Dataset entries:
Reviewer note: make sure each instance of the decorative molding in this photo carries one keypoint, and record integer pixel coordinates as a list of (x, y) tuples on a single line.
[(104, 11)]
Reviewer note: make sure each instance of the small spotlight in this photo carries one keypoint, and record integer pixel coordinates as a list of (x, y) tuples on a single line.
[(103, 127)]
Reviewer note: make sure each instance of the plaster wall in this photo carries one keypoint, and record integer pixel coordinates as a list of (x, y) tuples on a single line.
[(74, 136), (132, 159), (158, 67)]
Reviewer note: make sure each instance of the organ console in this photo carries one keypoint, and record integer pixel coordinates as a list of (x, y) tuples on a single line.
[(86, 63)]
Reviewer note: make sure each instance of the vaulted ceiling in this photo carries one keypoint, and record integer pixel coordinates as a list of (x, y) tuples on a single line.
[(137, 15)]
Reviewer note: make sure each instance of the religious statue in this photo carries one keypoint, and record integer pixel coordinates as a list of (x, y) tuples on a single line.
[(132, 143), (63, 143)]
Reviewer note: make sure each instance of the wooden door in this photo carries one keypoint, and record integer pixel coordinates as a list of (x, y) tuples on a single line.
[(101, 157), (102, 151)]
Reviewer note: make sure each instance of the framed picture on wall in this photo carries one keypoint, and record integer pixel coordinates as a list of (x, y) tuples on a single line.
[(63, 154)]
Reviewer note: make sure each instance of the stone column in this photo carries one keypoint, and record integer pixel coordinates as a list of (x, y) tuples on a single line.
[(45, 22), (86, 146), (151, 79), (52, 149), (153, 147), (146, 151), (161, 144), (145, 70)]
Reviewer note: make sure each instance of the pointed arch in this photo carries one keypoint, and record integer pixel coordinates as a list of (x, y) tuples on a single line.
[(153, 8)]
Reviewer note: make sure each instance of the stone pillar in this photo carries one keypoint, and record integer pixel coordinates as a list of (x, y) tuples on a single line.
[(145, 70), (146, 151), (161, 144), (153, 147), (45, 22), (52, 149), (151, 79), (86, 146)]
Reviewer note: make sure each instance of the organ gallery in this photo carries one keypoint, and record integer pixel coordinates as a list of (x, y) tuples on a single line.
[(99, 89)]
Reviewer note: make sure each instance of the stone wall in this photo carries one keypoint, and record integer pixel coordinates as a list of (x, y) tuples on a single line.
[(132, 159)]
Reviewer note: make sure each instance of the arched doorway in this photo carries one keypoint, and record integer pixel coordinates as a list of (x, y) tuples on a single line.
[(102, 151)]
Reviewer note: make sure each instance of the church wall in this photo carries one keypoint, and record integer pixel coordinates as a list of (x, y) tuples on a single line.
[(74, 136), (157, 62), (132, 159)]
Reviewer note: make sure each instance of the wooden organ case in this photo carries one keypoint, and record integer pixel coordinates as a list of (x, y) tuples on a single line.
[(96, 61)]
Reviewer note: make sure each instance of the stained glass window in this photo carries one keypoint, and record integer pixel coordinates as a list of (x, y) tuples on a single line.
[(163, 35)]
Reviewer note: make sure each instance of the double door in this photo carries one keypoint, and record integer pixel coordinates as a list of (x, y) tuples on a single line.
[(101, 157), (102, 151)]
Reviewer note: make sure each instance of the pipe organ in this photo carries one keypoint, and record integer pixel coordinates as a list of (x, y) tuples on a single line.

--

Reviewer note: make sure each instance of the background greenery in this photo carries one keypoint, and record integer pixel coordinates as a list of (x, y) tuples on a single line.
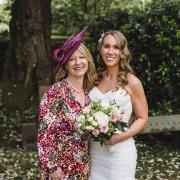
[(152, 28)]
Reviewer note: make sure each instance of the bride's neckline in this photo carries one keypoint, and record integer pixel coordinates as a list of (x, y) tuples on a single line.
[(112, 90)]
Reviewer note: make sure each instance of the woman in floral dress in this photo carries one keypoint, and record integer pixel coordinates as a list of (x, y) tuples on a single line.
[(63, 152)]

## Task prompt
Could you reproduce, exactly, every line above from the line with "Reviewer note: make sure each instance of the stained" to the line with "Reviewer note: make sure each instance of the pipe", and no other line? Both ends count.

## Response to the exercise
Reviewer note: make sure each instance of the stained glass window in this photo carries one keypoint, and record integer pixel coordinates as a list of (x, y) tuples on a single line.
[(163, 35)]
Reviewer note: make sure each instance of the double door in this photo carries one keypoint, and record integer pixel coordinates as a list of (x, y) tuples on a single line.
[(101, 157), (102, 151)]
Reviewer note: make sure each instance of the pipe organ in this photo carries one keypoint, and record integer pixel coordinates as a list of (x, y) tuples on a single line.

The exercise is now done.